▶ _Exercise text_:

************

Shane van de Vorstenbosch from OnSolution is presenting at the 2016 Australian Symposium

Find out more about him in this speaker spotlight.

Last day to register !
Registrations for Sydney have already closed.
Registrations for Melbourne closes this Tuesday, 2nd August at midnight … because we have to sleep sometime

shane vandeVorstenbosch

NEWS FLASH – Shane recently joined the ADUG committee, representing the Sydney branch.
When he was considering joining he said “Are you sure you want me on the committee because I’ll be loud and Ill want to shake things up”.
We knew this, and thats why we wanted him on board.   Welcome to the committee Shane.

You can meet Shane at the Symposium and have a word in his ear about your ideas for ADUG.
Dont worry, he mainly shouts at the committee.  You should be relatively safe.

 

Shane van de Vorstenbosch is well known to all subscribers to the ADUG mailing list for his mix of on and off topic comments. With over 20 years of Delphi programming experience he understands our side of things, and with 16 years of running his own company, OnSolution, he understands marketing and user engagement. He now spends more time marketing than coding and is looking at market trends to remain relevant and profitable.

His Symposium presentation “Moving with the times” will look at user engagement in modern times.  It will shift the focus from code to all aspects of engaging with users and others.

What city do you live in
Sydney

Where do you travel for Delphi related work ?
New Zealand

What does your business OnSolution do ?
“Safety” – temperature loggers (primarily for vaccine and hospitality), hospital sterilisation tracking, hand washing training

Tell us about your I.T career
My career history technical sales, technical training, technical writing, product manager, and THEN software development. By the time I was writing code again I had been focusing on users for a decade, not focusing on code techniques. Now I spend more time marketing than coding and so am once again focused on the users. Don’t ask me about code injection because I have no idea, but ask me about how to engage users and we can have a great conversation.

I had a large local catering company investigate my temperature loggers. When my key contact changed jobs and left the country the entire deal fell through. My contact, however, joined an international catering company and moved to Angola. He continued to use my product and software to monitor the supply chain into Angola and eliminated most of the supply issues that were causing them to throw out a huge amount of food or use compromised quality ingredients. As a result of his success in Angola he was promoted to their head office and the software/application was rolled out around the world. My software ended up in war torn countries and third world countries, as well as the US and UK.

How you involved in the Delphi community ?
I am regular at the Sydney ADUG meetings and in ADUG email list discussions.

What would the typical ADUG member not know about you ?

************

▶ _Entries supplied_:
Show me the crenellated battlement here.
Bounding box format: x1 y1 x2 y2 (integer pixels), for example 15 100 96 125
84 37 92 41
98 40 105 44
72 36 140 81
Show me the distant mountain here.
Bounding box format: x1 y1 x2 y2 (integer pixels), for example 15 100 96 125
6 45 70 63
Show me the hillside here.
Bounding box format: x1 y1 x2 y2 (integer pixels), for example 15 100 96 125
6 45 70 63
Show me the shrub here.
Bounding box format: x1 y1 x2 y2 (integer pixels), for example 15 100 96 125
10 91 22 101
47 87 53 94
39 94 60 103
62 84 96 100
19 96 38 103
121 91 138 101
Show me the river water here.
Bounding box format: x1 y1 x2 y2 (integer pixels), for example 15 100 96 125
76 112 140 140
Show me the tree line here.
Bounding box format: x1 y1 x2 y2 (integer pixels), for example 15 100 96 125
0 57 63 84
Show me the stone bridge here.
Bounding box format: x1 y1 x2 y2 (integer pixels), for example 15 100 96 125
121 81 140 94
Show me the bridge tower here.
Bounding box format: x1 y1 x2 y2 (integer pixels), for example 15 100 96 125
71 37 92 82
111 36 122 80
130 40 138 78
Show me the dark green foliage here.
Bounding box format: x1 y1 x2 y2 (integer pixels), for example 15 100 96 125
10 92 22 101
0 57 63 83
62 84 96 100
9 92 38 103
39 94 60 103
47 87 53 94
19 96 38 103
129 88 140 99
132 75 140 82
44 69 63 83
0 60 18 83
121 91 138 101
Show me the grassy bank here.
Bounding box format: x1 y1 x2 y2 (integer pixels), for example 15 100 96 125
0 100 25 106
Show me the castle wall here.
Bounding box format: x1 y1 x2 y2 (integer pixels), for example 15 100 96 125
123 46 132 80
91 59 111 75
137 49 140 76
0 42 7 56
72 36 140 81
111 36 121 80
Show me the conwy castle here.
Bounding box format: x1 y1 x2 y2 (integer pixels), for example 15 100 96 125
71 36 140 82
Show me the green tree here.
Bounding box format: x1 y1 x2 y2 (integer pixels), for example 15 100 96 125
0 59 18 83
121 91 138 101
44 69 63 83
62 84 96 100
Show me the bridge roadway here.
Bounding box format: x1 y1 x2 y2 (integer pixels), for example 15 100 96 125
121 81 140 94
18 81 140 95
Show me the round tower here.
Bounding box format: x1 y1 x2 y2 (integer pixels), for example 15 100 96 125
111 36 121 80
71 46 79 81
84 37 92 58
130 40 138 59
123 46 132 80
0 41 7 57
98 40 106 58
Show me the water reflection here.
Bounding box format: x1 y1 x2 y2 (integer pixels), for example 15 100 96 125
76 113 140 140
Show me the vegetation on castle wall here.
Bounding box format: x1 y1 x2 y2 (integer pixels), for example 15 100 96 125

************

▶ _List of tasks_:
• 1. Copy the portion of the speaker spotlight from "Find out more" up to and including "to the committee Shane.".
• 2. Proceed with the speaker spotlight on Shane van de Vorstenbosch, continuing from the point where it stops.

▶ _Answers given_:
• 1.
Find out more about him in this speaker spotlight.

Last day to register !
Registrations for Sydney have already closed.
Registrations for Melbourne closes this Tuesday, 2nd August at midnight … because we have to sleep sometime

shane vandeVorstenbosch

NEWS FLASH – Shane recently joined the ADUG committee, representing the Sydney branch.
When he was considering joining he said “Are you sure you want me on the committee because I’ll be loud and Ill want to shake things up”.
We knew this, and thats why we wanted him on board.   Welcome to the committee Shane.

• 2.
I am the author of “The Rotten Food Cookbook”, now an Amazon best seller.

I am also a keen squash player which means I am either a masochist or sadist.

How did you get introduced to computers and Delphi ?
I got started on an Apple ][  in 1986 in high school. Self-taught programming and hacking games before the internet made it easy.

I learnt Pascal at uni. Programmed in Borland Pascal (remember “Owl”?) and moved to Delphi in 1998 for a large project.

In 1998 I sat down with Delphi and Visual Studio for a day. By the end of the day I was rolling out Delphi apps while still struggling to do the fundamentals in Visual Studio. It was a no brainer decision back then.

What interesting technology challenges have you tackled ?
How to write software that is used by people who don’t know what the “Start” button is, what a scroll bar is, or how to close the program and they will only use your program once a month for 5 minutes or at the other extreme now use your software as a central part of their daily routine.

What Delphi projects are you working on now ?
Temperature logging software is my businesses cash cow.
Sterilisation tracking is a rising star.
New temperature logging is in development.

My “dabbling” area is BLE and IoT. That’s where our biggest advantage currently lies.

Ive heard rumours of some interesting claims to fame.  Tell us about them

* Best New Product at Fine Food for temperature logging.
* Guest speaker for food safety related issues at University of Western Sydney and at food safety summits.
* Amazon best seller for “The Rotten Food Cookbook” but it was a real cookbook (unlike Daniele Teti’s cookbook)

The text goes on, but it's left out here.